● OBJECTIVE: Return everything in the material unchanged, from the line containing "like (178, 41)." down to the end of the material.

Excerpts from a pointing dataset
* start *
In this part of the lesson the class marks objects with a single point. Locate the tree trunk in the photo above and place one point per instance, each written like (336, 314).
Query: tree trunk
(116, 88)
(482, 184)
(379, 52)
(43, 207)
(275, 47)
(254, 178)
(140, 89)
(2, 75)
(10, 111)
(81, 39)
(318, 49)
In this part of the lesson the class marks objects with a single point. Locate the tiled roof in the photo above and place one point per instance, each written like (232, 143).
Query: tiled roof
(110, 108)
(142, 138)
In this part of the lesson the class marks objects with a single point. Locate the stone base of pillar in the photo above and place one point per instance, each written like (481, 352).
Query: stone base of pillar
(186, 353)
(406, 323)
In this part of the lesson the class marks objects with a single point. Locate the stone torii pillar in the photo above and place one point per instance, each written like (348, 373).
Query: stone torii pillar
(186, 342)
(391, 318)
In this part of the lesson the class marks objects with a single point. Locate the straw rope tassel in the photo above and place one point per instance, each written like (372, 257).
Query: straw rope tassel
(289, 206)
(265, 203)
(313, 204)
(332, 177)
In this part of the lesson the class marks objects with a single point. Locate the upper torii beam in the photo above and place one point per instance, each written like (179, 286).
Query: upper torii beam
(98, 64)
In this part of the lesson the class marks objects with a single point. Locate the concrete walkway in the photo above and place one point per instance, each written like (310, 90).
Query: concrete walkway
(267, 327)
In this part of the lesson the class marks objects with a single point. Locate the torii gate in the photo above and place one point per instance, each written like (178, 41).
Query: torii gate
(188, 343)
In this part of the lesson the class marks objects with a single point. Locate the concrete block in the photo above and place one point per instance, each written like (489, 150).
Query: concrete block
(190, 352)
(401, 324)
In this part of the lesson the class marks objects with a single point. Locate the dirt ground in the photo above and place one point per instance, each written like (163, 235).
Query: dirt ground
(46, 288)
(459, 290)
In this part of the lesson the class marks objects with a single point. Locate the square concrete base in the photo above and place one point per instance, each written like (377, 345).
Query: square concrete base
* end *
● THE REPLY:
In this part of the lesson the class marks objects with a single point. Locate the torii gate in the photo above and place one point per instance, each written like (178, 41).
Query: torii gate
(188, 343)
In this part of the lesson the class marks objects with a single point. Locate the concrete block in the photo above and place one point per instance, each written like (489, 150).
Query: concrete block
(190, 352)
(401, 324)
In this part of the lesson the class marks objects with a single point. Locate the dirt ground in the photo above and place one point per instance, each written like (163, 235).
Query: dirt ground
(46, 288)
(459, 290)
In this part of the lesson the class marks objects with a single point. Locate the square concrete base in the photo above and place one point per instance, each written like (377, 345).
Query: square concrete base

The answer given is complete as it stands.